(Records from a data collection)

____________

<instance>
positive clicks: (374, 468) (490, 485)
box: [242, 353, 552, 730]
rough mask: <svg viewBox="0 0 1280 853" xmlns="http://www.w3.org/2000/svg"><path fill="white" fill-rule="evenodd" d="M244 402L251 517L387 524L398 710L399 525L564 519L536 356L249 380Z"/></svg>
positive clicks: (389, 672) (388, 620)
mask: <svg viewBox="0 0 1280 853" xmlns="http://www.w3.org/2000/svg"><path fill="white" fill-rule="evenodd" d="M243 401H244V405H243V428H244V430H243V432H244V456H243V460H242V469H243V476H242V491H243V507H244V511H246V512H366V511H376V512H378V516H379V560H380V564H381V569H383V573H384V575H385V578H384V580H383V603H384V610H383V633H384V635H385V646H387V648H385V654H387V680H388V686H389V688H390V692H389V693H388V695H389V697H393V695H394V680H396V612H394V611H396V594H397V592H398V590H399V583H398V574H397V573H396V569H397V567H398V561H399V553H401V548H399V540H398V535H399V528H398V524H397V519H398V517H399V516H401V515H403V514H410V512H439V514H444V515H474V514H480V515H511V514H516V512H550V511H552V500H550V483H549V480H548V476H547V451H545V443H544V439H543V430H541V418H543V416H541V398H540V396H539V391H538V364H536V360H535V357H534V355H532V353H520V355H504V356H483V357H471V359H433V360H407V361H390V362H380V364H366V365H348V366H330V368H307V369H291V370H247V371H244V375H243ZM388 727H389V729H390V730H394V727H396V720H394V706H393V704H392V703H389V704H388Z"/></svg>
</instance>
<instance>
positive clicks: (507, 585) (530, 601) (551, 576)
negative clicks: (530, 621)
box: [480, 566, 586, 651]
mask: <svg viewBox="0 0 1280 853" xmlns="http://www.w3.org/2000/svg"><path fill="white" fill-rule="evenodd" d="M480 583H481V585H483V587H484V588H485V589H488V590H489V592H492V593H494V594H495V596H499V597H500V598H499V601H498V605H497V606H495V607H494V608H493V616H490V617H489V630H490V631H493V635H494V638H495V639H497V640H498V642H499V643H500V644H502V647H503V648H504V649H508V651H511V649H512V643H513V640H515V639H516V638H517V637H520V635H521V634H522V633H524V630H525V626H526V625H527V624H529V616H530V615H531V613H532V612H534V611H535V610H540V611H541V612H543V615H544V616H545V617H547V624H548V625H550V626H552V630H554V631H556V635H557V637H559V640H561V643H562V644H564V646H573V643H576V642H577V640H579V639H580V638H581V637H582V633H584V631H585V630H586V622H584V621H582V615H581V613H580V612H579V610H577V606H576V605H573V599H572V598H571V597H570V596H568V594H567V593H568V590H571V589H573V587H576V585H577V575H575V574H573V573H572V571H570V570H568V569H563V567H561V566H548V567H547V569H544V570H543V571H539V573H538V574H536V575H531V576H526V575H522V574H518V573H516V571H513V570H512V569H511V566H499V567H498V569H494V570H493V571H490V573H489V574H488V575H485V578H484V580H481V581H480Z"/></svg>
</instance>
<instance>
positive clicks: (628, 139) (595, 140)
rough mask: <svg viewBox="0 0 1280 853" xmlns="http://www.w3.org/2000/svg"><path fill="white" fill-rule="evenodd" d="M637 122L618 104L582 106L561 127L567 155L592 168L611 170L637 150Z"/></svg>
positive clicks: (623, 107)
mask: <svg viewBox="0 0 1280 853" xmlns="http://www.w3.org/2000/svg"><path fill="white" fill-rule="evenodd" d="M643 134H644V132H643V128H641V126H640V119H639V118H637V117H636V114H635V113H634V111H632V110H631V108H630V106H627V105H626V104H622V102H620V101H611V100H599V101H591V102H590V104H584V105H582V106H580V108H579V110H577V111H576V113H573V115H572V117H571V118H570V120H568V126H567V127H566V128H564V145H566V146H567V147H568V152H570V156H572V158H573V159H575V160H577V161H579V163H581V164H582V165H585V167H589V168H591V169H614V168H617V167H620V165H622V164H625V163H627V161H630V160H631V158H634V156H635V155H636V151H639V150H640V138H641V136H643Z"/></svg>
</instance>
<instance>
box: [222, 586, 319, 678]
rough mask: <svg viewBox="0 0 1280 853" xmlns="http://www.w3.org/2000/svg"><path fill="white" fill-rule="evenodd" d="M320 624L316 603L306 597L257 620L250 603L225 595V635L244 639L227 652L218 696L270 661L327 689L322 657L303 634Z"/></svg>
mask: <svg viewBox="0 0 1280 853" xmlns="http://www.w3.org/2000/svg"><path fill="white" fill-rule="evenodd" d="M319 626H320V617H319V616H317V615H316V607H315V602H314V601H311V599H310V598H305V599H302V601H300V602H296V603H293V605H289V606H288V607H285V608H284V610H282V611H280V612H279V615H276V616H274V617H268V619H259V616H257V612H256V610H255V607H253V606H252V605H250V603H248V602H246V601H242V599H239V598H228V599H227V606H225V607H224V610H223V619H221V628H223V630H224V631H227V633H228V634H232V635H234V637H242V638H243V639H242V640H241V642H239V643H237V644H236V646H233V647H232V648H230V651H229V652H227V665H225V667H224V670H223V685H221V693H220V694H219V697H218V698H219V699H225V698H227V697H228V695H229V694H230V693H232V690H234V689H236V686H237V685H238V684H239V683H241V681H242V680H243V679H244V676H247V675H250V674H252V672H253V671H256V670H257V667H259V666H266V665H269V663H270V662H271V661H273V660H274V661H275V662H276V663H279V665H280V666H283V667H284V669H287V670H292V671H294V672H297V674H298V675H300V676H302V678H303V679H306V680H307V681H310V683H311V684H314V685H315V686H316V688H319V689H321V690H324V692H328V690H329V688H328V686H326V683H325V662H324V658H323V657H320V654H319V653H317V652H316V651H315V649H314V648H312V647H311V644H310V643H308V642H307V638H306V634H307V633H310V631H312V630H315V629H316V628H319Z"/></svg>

____________

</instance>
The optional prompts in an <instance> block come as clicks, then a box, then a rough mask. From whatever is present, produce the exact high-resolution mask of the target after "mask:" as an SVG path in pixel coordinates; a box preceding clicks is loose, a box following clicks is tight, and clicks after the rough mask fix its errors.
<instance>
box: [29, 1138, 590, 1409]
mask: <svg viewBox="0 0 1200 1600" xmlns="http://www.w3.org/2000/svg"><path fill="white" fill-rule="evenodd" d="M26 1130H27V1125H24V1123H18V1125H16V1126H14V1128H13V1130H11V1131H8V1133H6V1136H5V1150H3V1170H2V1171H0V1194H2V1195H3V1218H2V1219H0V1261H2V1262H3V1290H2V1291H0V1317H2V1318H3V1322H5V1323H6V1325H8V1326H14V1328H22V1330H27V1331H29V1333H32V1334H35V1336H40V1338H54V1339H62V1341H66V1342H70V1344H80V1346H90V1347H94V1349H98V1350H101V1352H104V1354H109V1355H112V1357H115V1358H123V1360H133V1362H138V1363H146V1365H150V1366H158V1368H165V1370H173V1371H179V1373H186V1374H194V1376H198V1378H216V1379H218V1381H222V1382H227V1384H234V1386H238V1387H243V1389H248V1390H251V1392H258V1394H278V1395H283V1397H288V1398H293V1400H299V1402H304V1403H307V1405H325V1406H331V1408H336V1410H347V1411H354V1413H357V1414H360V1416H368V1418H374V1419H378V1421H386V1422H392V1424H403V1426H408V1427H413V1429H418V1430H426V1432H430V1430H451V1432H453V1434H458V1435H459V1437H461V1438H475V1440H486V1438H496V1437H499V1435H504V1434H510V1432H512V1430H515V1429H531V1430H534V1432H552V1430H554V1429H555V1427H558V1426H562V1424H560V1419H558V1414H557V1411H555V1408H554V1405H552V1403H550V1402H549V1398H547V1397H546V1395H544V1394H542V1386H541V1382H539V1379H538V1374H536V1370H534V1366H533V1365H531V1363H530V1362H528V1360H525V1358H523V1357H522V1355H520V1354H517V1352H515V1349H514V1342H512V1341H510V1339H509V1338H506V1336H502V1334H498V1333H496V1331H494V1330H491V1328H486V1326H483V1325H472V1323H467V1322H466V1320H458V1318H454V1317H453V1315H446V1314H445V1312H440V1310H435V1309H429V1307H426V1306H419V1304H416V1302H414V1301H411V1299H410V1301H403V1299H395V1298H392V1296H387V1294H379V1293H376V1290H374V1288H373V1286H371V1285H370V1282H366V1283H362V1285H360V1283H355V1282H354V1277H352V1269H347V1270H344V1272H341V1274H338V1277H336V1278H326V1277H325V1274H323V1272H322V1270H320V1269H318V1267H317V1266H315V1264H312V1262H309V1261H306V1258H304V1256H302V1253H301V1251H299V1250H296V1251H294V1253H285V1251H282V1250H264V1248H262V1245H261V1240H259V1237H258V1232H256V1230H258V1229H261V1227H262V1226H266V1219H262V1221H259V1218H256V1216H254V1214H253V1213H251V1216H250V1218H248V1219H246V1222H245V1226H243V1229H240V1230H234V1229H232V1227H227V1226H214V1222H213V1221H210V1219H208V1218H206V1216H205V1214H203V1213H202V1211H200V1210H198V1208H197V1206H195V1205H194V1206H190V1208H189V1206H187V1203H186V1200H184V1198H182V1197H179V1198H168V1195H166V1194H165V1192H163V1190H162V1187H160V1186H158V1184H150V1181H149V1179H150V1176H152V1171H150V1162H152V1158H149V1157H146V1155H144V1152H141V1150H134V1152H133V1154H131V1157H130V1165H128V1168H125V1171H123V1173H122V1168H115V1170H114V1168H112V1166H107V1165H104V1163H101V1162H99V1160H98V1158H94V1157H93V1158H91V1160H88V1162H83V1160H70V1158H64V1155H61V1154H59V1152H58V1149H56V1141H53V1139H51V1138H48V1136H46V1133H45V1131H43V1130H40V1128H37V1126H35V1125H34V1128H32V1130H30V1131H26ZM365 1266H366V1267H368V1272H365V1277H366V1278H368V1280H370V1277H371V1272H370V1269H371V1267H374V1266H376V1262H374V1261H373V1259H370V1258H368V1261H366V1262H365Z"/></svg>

____________

Work required:
Among the entries above, find the line with "box: [480, 566, 586, 651]" and the line with "box: [222, 586, 319, 678]"; give again exactly these two lines and all lines between them.

Written response:
box: [480, 566, 586, 651]
mask: <svg viewBox="0 0 1280 853" xmlns="http://www.w3.org/2000/svg"><path fill="white" fill-rule="evenodd" d="M480 583H481V585H483V587H484V588H485V589H488V590H489V592H492V593H494V594H495V596H499V597H500V598H499V601H498V605H497V606H495V607H494V608H493V616H490V617H489V630H490V631H493V635H494V638H495V639H497V640H498V642H499V643H500V644H502V647H503V648H504V649H508V651H511V649H512V643H513V640H515V639H516V638H517V637H520V635H521V634H522V633H524V630H525V626H526V625H527V624H529V616H530V615H531V613H532V612H534V611H535V610H540V611H541V612H543V615H544V616H545V617H547V624H548V625H550V626H552V630H554V631H556V635H557V637H559V640H561V643H562V644H564V646H573V643H576V642H577V640H579V639H580V638H581V637H582V633H584V631H585V630H586V622H584V621H582V615H581V613H580V612H579V610H577V606H576V605H573V599H572V598H571V597H570V596H568V594H567V593H568V590H571V589H573V587H576V585H577V575H575V574H573V573H572V571H570V570H568V569H563V567H561V566H548V567H547V569H544V570H543V571H539V573H538V574H536V575H531V576H526V575H522V574H518V573H516V571H513V570H512V569H511V566H499V567H498V569H494V570H493V571H490V573H489V574H488V575H485V578H484V580H481V581H480Z"/></svg>
</instance>
<instance>
positive clicks: (628, 139) (595, 140)
rough mask: <svg viewBox="0 0 1280 853" xmlns="http://www.w3.org/2000/svg"><path fill="white" fill-rule="evenodd" d="M637 122L618 104L582 106L561 127L567 155L592 168L611 170L637 150Z"/></svg>
positive clicks: (623, 107)
mask: <svg viewBox="0 0 1280 853" xmlns="http://www.w3.org/2000/svg"><path fill="white" fill-rule="evenodd" d="M643 134H644V132H643V128H641V126H640V119H639V118H637V117H636V114H635V113H634V111H632V110H631V108H630V106H627V105H626V104H622V102H620V101H611V100H599V101H591V102H590V104H584V105H582V106H580V108H579V110H577V111H576V113H573V115H572V117H571V118H570V120H568V126H567V127H566V128H564V145H566V146H567V147H568V152H570V156H572V158H573V159H575V160H577V161H579V163H581V164H582V165H585V167H589V168H591V169H614V168H617V167H620V165H622V164H625V163H627V161H630V160H631V158H634V156H635V155H636V151H639V150H640V138H641V136H643Z"/></svg>
</instance>
<instance>
box: [222, 586, 319, 678]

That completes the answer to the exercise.